-- BEGIN Data for this exercise --
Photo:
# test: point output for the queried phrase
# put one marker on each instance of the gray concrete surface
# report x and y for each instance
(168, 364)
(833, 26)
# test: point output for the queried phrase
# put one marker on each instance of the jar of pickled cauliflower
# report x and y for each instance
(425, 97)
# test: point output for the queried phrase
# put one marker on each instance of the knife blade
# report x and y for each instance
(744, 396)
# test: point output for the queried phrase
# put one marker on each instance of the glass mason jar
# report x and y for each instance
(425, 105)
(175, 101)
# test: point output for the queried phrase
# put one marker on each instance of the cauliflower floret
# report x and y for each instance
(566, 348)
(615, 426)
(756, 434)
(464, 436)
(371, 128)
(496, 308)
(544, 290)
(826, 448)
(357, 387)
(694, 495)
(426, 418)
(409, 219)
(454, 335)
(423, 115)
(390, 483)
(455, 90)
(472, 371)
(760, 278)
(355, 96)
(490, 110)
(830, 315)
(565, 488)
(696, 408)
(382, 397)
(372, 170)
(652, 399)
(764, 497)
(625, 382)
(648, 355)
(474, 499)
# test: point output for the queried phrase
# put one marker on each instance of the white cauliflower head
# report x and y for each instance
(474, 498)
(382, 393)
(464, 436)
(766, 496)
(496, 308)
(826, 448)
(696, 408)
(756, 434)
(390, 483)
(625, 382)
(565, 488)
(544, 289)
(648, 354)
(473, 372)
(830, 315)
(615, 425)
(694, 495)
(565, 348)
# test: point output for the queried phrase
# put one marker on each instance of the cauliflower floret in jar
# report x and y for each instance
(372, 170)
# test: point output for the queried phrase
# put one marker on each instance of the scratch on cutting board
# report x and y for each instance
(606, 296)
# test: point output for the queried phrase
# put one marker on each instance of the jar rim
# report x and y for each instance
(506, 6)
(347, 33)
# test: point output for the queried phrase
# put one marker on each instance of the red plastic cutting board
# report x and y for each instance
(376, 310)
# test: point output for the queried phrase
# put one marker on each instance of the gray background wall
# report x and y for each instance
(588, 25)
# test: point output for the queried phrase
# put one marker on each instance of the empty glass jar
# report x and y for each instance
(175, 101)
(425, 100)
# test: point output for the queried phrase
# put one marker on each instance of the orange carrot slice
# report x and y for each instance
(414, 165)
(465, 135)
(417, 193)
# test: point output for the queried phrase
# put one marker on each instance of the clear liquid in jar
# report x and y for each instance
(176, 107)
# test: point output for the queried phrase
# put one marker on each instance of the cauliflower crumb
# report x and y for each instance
-- END Data for this exercise --
▸ Problem requirements: Make an exact copy of the listing, including every line.

▸ Task output:
Photo:
# test: point output for the queried phrase
# put one marker on each instance of the gray concrete surface
# report x and y for each instance
(168, 364)
(833, 26)
# test: point output for the queried phrase
# put one marker on each instance of the jar of pickled cauliflower
# report x and y for each instance
(425, 97)
# test: point output for the queried phrase
# put one marker on each instance of the knife blade
# report x and y for each instance
(744, 396)
# test: point output for the queried phrase
# put one marker on each instance of the glass mason jar
# report x and y for each instance
(425, 105)
(175, 101)
# test: point output for the queried phrase
# put one marker on each instance of the cauliflower floret
# report x and y for each instance
(566, 348)
(615, 426)
(756, 434)
(464, 436)
(371, 128)
(496, 308)
(544, 290)
(826, 448)
(357, 387)
(694, 495)
(426, 418)
(409, 219)
(454, 335)
(423, 115)
(390, 483)
(455, 90)
(472, 371)
(760, 278)
(355, 96)
(490, 110)
(830, 315)
(565, 488)
(696, 408)
(382, 397)
(372, 170)
(652, 399)
(764, 497)
(625, 382)
(648, 355)
(474, 499)
# test: point output for the queried phrase
# put one marker on each instance of the white cauliflower head
# report x and y for each instance
(474, 498)
(382, 393)
(464, 436)
(766, 496)
(496, 308)
(826, 448)
(696, 408)
(756, 434)
(390, 483)
(625, 382)
(565, 488)
(544, 289)
(648, 354)
(473, 372)
(830, 315)
(615, 425)
(694, 495)
(565, 348)
# test: point output for the queried phrase
# put one marker on each instance of the cauliflower floret in jar
# report x and y for each instance
(372, 170)
# test: point output for the queried phrase
# put one marker on each instance of the scratch on cutting board
# report x and y for each instance
(606, 296)
# test: point output for the queried phrase
# put one marker on each instance of the jar rim
# report x and y for each instance
(506, 6)
(347, 33)
# test: point output for the queried phrase
# put one marker on each instance of the red plastic cutting board
# report x and y for each instance
(376, 310)
# test: point output for the queried phrase
# put one marker on each instance of the gray background wall
# report x and y for each instance
(588, 25)
# test: point output for the queried phrase
# put one marker on each instance of the empty glass jar
# report x and y for each instance
(175, 101)
(425, 100)
# test: point output for the queried phrase
# put one marker on each instance of the orange carrot slice
# report x and y for each instance
(414, 165)
(465, 135)
(417, 193)
# test: point output for the queried phrase
# put one marker on each instance of the clear liquid in jar
# report x and y for each instance
(176, 107)
# test: point output for the queried phrase
# put one marker on each instance of the cauliflower crumb
# report x and y for each instance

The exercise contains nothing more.